Written instruction: Filter the material below, keeping only the lines that contain the word "rise".

Input material:
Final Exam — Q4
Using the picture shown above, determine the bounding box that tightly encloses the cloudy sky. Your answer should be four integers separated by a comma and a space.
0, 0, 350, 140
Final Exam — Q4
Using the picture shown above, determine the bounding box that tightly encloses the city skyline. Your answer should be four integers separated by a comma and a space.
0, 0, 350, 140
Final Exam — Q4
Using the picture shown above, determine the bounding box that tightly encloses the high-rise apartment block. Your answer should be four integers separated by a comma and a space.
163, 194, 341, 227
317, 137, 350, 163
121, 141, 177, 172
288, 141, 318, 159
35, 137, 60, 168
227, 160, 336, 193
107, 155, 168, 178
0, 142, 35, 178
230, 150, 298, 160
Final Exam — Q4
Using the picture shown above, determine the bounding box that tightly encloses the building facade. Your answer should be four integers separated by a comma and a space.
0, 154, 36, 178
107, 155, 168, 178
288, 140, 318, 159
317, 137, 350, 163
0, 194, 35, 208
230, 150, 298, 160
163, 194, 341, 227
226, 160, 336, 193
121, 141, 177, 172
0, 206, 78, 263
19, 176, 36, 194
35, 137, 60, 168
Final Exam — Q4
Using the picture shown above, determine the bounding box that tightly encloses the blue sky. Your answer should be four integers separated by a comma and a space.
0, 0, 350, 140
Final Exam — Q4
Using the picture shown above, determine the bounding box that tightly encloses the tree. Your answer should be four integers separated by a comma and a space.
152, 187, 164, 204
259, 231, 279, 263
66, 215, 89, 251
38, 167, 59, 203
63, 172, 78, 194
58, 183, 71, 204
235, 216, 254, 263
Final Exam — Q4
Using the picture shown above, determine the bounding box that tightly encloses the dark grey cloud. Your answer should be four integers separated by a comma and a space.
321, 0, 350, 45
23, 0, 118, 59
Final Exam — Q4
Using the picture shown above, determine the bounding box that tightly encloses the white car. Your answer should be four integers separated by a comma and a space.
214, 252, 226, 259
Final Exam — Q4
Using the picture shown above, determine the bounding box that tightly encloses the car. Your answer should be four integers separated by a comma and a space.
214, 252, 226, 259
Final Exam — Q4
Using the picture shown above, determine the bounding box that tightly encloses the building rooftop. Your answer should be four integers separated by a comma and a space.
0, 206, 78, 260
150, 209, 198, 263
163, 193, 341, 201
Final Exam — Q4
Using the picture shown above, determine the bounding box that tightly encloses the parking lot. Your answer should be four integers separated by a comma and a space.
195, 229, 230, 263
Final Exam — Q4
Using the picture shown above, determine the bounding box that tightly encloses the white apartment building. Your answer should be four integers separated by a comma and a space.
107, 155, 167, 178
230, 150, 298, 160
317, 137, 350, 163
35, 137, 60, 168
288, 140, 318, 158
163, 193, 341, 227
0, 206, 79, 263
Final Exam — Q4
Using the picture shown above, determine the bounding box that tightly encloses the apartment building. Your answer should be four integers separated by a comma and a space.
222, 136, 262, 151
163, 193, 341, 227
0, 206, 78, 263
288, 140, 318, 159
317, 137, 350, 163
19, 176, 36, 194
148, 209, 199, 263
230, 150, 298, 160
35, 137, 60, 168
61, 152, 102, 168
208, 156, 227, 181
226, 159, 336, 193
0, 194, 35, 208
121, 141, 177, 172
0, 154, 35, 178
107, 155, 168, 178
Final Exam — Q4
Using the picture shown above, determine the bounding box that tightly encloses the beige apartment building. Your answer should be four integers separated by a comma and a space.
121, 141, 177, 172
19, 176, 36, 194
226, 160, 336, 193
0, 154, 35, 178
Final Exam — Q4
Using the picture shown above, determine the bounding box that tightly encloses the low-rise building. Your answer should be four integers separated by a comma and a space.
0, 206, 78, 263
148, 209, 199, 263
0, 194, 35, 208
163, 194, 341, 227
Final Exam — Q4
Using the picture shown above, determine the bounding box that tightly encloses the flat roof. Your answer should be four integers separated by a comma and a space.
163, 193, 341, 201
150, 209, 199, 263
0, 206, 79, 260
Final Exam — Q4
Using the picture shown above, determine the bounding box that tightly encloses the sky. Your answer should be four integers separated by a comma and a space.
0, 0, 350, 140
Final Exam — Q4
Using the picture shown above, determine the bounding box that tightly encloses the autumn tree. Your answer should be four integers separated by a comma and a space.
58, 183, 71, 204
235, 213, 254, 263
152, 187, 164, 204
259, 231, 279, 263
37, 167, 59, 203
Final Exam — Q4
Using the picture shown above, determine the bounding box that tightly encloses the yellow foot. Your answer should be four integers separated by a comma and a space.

Finished task:
Using the picture shown above, determine the bounding box that tightly encloses the high-rise apartment block. Your answer should be four integers separated by a comma and a space.
Using the picture shown above, determine the bounding box that tightly encloses the low-rise building. Your answer should be four integers separated by a comma and a space.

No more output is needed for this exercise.